PAGE EXCERPT
Begin

The authors investigated the SOA formation from the ozonolysis of b-caryophyllene (BCP) at different temperatures in an atmospheric simulation chamber and showed that the SOA particle yields increase with decreasing temperatures. The authors attributed this to the decrease of the vapour pressure of the oxidation products at reduced temperatures and supported this by showing that a larger fraction of products with lower number of oxygen atoms were present at lower temperatures compared to higher, where higher O:C was observed. They also provide, for the first time, reaction rate coefficients for the reaction of BCP with ozone at different temperatures. Furthermore, in each experiment, after the initial amounts of BCP were consumed, additional BCP, ozone and nitrogen dioxide were added to the chamber to form SOA in the presence of nitrate radicals. Advanced mass spectrometry techniques were used to investigate the chemical composition of the gas and particle phase in each experimental setting and showed that the chemical composition had significant temperature dependence.

Overall, I believe that the manuscript falls within the scope of ACP as it provides new information for the SOA formation, composition and kinetics from the oxidation of BCP and importantly, their temperature dependence. I recommend this work for publication after a few major and some minor considerations have been addressed.

General comments:

1. The study suggests that the experiments were conducted under representative of the real atmosphere conditions, which might be true for the selected temperature and relative humidity conditions. However, the study uses unrealistically high oxidant and precursor concentrations that could have altered the fate of the radicals. I am therefore wondering how the resulted chemical regime of the experiments could have affected the results presented and their implications to the real atmosphere.

End

DATASET RECORDS
Begin

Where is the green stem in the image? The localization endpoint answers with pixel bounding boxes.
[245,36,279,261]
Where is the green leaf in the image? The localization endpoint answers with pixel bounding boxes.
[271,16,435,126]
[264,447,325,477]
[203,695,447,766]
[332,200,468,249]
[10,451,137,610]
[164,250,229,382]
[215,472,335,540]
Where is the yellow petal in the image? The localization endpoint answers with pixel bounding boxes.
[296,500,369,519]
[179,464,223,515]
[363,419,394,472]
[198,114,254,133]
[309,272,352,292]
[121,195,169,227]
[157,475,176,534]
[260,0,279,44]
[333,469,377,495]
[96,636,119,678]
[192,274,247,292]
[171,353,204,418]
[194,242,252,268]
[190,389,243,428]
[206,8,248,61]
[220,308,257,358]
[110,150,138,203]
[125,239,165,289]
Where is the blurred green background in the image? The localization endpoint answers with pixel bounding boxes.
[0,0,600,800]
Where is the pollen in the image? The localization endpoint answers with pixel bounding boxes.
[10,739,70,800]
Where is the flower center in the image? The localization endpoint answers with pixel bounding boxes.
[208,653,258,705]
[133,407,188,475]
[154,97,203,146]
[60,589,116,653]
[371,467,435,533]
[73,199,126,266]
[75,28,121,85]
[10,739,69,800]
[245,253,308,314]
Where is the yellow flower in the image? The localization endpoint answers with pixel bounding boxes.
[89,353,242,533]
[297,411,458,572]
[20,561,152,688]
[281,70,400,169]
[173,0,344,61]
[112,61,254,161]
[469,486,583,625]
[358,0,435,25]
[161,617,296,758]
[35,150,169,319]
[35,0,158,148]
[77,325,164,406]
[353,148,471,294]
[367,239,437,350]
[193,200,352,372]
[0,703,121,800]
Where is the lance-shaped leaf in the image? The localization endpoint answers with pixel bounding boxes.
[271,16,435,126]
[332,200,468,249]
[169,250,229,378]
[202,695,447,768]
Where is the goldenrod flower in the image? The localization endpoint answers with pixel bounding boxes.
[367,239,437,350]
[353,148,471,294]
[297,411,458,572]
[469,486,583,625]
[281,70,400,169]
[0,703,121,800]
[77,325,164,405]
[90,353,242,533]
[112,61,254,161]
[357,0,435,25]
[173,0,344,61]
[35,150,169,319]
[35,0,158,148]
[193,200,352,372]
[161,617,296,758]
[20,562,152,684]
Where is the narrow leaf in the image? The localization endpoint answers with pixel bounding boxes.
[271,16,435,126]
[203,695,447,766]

End

WORK TO COMPLETE
1. Summarize the review excerpt in two sentences.
2. Extract the passage of the review excerpt from "1. The study" to "the real atmosphere.", word for word.
The items have no connection to the review excerpt.

RESULTS OF THE TASKS
1. The review excerpt describes a chamber study of SOA formation from b-caryophyllene ozonolysis at different temperatures that found higher SOA yields at lower temperatures, reported rate coefficients for the reaction with ozone at those temperatures, and used mass spectrometry to show a temperature-dependent chemical composition. The reviewer recommends publication once major and minor points are addressed, and asks how the unrealistically high oxidant and precursor concentrations may have affected the results and their relevance to the real atmosphere.

2.
1. The study suggests that the experiments were conducted under representative of the real atmosphere conditions, which might be true for the selected temperature and relative humidity conditions. However, the study uses unrealistically high oxidant and precursor concentrations that could have altered the fate of the radicals. I am therefore wondering how the resulted chemical regime of the experiments could have affected the results presented and their implications to the real atmosphere.